If something doesn’t make money, get posted, or turn into profit, it’s treated as worthless. Enjoyment alone doesn’t count. Without money attached, the assumption is that there isn’t a point. This isn’t just a personal attitude. It’s a rule people absorb in a system that treats value as something measurable, visible, and tied to output.


This pressure to monetize everything shapes how people judge their time, their interests, and even their sense of worth. That expectation shows up everywhere. Work longer. Build a side hustle. Turn downtime into progress. Rest gets labeled as laziness, and hobbies start to look like wasted potential unless they can be monetized. Joy on its own rarely feels like enough.


What gets missed in all of this is the difference between wanting to make money and needing money to justify what you enjoy. There’s nothing wrong with monetizing a hobby. If someone can do something they love and have it support them financially, that can be a good thing. The problem starts when money becomes the test, when it decides whether joy is allowed to exist at all.


Capacity barely enters the conversation. Some people can work long physical shifts and still have energy left to create. Others are mentally wiped out by jobs that leave little room for anything else, but the expectation doesn’t change. It quietly assumes a healthy body, stable mental health, and surplus energy. Anyone who doesn’t meet that baseline gets framed as unmotivated instead of constrained. If you enjoy something after work, you’re asked why it isn’t a business. If you’ve spent years developing a skill and it hasn’t turned a profit, the assumption is that you must not be good enough.


A lot of that pressure isn’t about ego. It’s about survival. Pay hasn’t kept up with the cost of living, jobs feel less stable than they used to, and there’s less room to mess up. When money is tight, people start hoping that something they enjoy might also help them get by. That instinct makes sense. The problem is what happens when survival logic spreads and stops being about necessity. Productivity stops being practical and starts being moral, and the question shifts from how you get by to whether you deserve rest at all.
_ _ _ _ _
TASKS TO CARRY OUT:
#1 Answer these questions about the essay on monetizing hobbies:
(a) What does rest get labeled as?
(b) What three things does the expectation quietly assume?
(c) What hasn't kept up with the cost of living?
#2 How would you put this sentence from the essay on monetizing hobbies into Spanish: "There’s nothing wrong with monetizing a hobby."
The lines after the essay come from a separate source.

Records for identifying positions
_ _ _ _ _
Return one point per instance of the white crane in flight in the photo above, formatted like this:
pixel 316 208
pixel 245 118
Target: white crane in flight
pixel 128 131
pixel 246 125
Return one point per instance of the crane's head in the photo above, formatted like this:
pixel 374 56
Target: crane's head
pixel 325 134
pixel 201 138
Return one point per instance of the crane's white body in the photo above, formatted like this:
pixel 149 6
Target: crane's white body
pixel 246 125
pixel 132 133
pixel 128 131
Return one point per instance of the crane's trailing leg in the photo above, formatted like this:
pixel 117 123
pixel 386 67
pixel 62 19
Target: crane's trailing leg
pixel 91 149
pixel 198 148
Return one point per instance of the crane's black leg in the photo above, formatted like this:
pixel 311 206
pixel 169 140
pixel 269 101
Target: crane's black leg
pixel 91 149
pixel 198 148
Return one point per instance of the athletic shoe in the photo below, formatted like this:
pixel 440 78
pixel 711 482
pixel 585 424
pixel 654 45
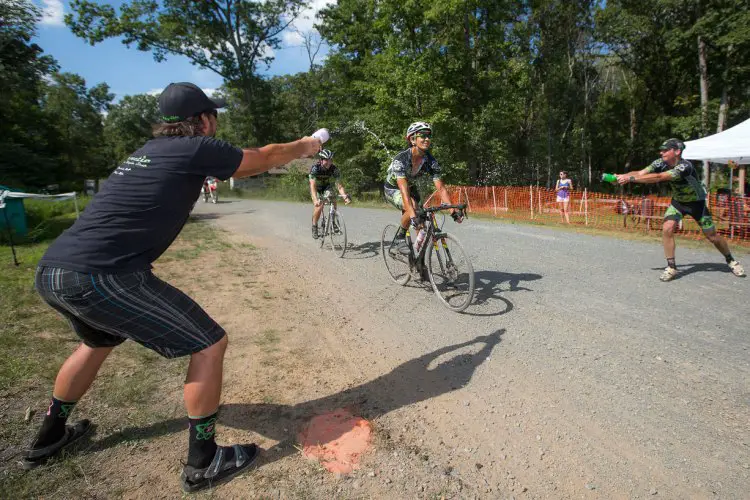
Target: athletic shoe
pixel 668 274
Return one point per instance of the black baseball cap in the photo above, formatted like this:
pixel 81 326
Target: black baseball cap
pixel 672 144
pixel 180 101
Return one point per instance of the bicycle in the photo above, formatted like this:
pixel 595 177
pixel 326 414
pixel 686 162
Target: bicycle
pixel 332 226
pixel 210 190
pixel 447 266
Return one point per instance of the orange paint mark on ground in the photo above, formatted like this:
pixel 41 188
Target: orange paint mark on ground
pixel 337 440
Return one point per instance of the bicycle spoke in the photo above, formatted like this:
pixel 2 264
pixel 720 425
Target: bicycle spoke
pixel 451 273
pixel 395 255
pixel 338 234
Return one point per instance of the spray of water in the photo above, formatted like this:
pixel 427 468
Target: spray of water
pixel 359 126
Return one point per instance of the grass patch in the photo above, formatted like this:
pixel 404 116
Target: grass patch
pixel 129 393
pixel 268 340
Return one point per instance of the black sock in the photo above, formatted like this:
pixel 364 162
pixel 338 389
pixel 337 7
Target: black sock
pixel 202 447
pixel 53 427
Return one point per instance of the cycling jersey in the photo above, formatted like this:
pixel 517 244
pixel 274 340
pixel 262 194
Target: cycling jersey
pixel 685 184
pixel 322 176
pixel 401 168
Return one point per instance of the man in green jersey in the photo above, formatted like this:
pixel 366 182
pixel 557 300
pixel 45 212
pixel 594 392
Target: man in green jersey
pixel 688 198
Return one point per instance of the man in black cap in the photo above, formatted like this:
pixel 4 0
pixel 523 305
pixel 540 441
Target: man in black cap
pixel 98 275
pixel 688 198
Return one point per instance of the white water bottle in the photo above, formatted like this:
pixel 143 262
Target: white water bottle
pixel 420 239
pixel 322 134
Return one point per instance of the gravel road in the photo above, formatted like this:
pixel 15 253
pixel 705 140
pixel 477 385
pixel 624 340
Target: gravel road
pixel 576 372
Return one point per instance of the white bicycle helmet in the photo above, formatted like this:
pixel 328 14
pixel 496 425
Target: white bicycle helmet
pixel 417 127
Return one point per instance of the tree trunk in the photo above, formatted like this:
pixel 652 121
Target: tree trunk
pixel 724 107
pixel 633 130
pixel 703 66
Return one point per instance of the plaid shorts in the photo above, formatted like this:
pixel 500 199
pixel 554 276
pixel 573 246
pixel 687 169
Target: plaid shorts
pixel 106 309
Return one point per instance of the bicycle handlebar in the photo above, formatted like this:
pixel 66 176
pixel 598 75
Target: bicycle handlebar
pixel 443 206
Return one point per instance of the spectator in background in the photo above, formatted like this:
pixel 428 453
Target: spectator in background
pixel 563 188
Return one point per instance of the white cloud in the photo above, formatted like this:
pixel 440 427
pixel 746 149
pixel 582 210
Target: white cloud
pixel 208 91
pixel 53 12
pixel 305 21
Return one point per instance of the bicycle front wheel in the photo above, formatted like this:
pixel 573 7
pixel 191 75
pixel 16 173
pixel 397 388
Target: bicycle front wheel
pixel 338 234
pixel 451 273
pixel 395 255
pixel 322 230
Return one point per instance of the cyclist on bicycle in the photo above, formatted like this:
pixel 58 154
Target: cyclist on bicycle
pixel 406 167
pixel 320 176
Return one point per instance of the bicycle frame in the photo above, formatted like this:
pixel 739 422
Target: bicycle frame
pixel 431 237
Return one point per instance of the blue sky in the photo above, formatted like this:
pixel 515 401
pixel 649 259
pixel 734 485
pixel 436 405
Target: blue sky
pixel 130 71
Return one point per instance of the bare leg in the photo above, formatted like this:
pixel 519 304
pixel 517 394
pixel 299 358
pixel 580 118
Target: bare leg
pixel 79 371
pixel 719 242
pixel 203 383
pixel 316 213
pixel 668 238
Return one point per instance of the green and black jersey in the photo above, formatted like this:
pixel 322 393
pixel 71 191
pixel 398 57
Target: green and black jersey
pixel 322 176
pixel 686 186
pixel 400 168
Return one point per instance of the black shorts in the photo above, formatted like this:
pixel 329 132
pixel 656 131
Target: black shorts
pixel 393 196
pixel 106 309
pixel 695 209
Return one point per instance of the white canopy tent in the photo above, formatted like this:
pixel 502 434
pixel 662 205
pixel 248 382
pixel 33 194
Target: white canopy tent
pixel 730 145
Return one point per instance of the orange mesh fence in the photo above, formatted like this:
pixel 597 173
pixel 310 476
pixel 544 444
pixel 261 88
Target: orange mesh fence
pixel 599 210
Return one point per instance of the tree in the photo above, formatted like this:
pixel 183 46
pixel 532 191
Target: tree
pixel 129 124
pixel 25 155
pixel 76 115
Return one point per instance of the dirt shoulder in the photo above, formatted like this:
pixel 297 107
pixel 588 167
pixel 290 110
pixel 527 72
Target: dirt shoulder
pixel 284 366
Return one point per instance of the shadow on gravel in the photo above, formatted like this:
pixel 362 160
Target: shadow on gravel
pixel 363 251
pixel 704 267
pixel 438 372
pixel 489 285
pixel 213 216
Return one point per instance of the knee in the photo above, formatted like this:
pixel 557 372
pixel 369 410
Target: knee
pixel 215 351
pixel 713 237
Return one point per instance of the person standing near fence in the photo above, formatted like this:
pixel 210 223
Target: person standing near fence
pixel 563 188
pixel 688 198
pixel 97 274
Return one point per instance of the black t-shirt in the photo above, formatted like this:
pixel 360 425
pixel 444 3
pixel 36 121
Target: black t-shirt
pixel 143 206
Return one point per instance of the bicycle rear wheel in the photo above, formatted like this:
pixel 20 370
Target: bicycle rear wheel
pixel 338 234
pixel 394 255
pixel 451 273
pixel 322 230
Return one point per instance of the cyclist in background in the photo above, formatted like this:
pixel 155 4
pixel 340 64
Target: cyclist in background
pixel 688 198
pixel 415 161
pixel 320 176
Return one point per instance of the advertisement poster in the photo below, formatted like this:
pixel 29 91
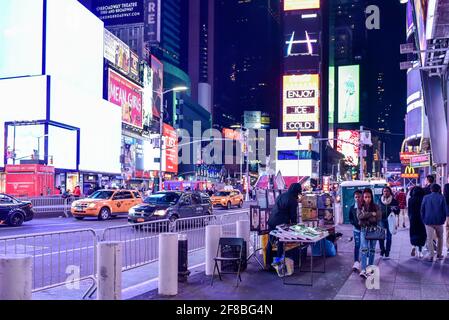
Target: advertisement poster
pixel 128 96
pixel 131 157
pixel 301 103
pixel 116 52
pixel 348 94
pixel 114 12
pixel 302 48
pixel 348 145
pixel 290 5
pixel 158 80
pixel 134 66
pixel 170 148
pixel 147 95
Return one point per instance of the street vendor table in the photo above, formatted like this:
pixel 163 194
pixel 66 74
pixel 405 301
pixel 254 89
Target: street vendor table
pixel 305 244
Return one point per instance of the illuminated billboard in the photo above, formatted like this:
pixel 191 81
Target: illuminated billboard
pixel 302 50
pixel 349 94
pixel 331 94
pixel 348 145
pixel 301 103
pixel 128 96
pixel 290 5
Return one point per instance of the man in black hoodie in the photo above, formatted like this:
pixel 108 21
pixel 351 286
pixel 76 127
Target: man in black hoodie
pixel 285 211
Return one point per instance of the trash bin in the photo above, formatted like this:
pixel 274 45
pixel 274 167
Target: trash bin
pixel 183 271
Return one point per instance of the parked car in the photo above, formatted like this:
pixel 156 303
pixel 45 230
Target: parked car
pixel 227 199
pixel 14 212
pixel 171 205
pixel 104 204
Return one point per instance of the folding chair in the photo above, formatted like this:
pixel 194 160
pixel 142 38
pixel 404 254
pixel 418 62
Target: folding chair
pixel 237 243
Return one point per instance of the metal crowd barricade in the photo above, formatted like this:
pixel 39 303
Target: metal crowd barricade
pixel 140 242
pixel 59 258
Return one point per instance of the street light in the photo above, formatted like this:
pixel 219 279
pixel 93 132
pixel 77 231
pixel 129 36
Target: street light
pixel 161 127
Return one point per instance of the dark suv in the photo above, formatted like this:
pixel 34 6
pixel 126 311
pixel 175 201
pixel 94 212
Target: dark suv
pixel 14 212
pixel 171 205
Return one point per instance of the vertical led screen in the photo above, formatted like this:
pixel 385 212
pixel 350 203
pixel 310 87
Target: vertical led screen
pixel 331 94
pixel 291 5
pixel 128 96
pixel 348 94
pixel 158 80
pixel 301 103
pixel 348 145
pixel 302 49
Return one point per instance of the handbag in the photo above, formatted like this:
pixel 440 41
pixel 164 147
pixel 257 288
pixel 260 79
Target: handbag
pixel 375 233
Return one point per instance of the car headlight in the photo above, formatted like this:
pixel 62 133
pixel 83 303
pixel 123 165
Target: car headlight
pixel 160 212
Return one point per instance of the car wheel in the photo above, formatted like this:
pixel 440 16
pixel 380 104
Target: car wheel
pixel 105 213
pixel 16 219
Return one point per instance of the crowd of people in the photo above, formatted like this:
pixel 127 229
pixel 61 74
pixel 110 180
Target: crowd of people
pixel 427 209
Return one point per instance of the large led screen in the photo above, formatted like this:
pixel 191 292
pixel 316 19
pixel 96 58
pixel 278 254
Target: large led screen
pixel 21 27
pixel 348 144
pixel 290 5
pixel 128 96
pixel 331 94
pixel 301 103
pixel 413 122
pixel 302 48
pixel 348 94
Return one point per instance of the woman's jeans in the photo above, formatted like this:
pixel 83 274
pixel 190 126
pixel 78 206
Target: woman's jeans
pixel 386 251
pixel 356 245
pixel 368 248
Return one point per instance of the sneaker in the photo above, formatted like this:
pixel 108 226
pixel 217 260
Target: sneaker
pixel 356 266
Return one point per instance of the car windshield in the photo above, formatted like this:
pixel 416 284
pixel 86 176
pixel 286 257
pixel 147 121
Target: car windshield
pixel 163 198
pixel 222 193
pixel 101 194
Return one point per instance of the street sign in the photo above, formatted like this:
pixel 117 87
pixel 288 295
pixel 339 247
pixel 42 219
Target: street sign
pixel 420 161
pixel 407 48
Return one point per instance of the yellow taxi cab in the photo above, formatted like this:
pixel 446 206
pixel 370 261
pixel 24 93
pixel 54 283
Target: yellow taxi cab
pixel 104 204
pixel 227 199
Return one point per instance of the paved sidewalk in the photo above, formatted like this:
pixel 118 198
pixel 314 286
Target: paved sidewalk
pixel 403 277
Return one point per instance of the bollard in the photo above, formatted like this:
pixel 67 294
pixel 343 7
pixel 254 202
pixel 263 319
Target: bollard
pixel 109 271
pixel 213 235
pixel 168 264
pixel 16 272
pixel 244 232
pixel 183 255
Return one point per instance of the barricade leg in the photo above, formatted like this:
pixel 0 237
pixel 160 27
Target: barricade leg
pixel 16 277
pixel 109 271
pixel 168 264
pixel 213 234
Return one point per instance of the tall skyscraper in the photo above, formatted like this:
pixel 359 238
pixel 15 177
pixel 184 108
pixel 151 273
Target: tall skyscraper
pixel 247 56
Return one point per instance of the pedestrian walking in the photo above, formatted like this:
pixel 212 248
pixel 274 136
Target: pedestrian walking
pixel 369 216
pixel 446 198
pixel 434 212
pixel 356 227
pixel 401 197
pixel 388 204
pixel 430 179
pixel 418 234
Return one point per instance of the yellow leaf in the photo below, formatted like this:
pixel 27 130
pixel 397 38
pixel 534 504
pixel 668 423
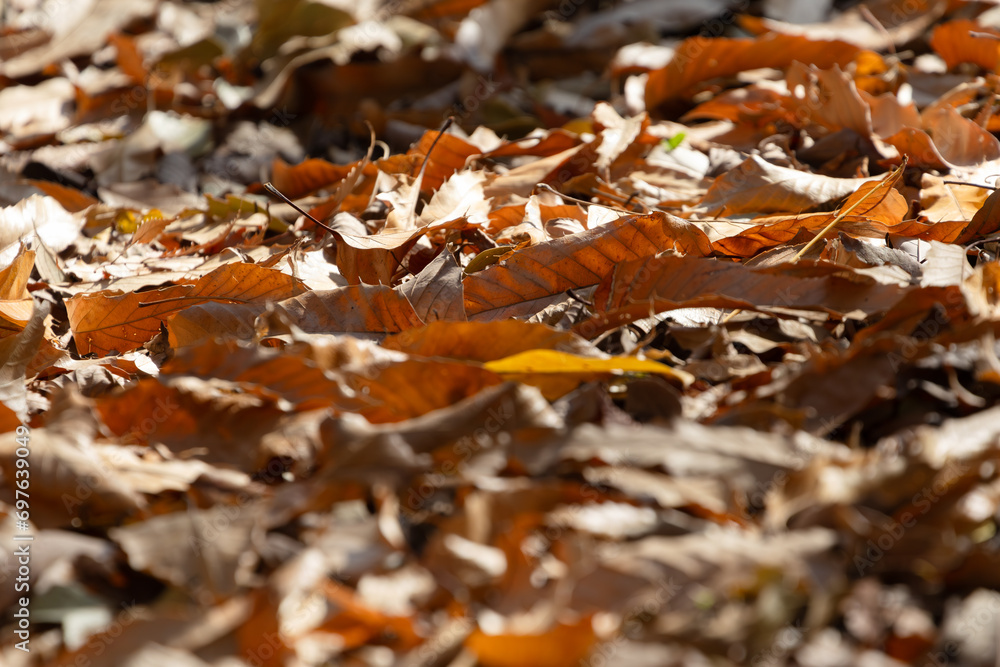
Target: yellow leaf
pixel 557 373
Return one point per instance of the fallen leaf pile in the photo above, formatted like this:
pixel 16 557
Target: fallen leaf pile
pixel 676 344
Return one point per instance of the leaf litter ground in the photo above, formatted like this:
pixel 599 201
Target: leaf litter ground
pixel 676 346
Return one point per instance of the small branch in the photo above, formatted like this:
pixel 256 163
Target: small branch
pixel 887 182
pixel 274 191
pixel 225 299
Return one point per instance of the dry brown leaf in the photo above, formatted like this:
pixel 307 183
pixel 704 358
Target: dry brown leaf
pixel 106 321
pixel 577 260
pixel 483 341
pixel 699 59
pixel 640 287
pixel 758 186
pixel 955 44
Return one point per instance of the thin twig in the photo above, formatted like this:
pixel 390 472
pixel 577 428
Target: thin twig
pixel 974 185
pixel 889 181
pixel 191 298
pixel 274 191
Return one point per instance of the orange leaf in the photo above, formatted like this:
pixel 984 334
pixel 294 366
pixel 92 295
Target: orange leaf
pixel 955 45
pixel 107 321
pixel 306 177
pixel 655 284
pixel 483 341
pixel 563 645
pixel 577 260
pixel 699 59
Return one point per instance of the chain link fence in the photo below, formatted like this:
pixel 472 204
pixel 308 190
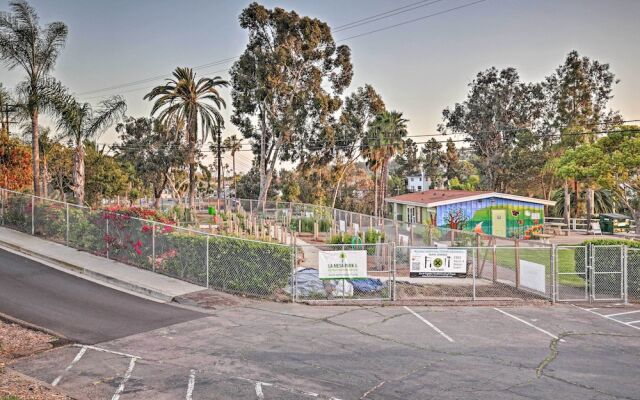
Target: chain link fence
pixel 397 261
pixel 235 265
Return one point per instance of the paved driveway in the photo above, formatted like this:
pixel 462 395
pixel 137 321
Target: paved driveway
pixel 81 310
pixel 287 351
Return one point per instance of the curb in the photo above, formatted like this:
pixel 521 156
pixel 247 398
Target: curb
pixel 81 270
pixel 13 320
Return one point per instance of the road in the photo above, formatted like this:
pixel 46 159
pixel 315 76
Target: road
pixel 83 311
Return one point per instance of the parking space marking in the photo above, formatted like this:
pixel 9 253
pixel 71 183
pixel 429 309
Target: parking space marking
pixel 126 377
pixel 624 313
pixel 435 328
pixel 529 324
pixel 191 385
pixel 83 350
pixel 609 317
pixel 107 351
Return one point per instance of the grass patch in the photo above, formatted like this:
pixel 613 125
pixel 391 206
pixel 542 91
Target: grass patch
pixel 566 262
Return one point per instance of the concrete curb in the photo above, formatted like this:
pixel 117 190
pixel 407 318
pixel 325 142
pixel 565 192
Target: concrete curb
pixel 81 270
pixel 13 320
_ _ _ _ _
FINAL RESULTS:
#1
(a) Laziness.
(b) A healthy body, stable mental health, and surplus energy.
(c) Pay.

#2 No tiene nada de malo monetizar un pasatiempo.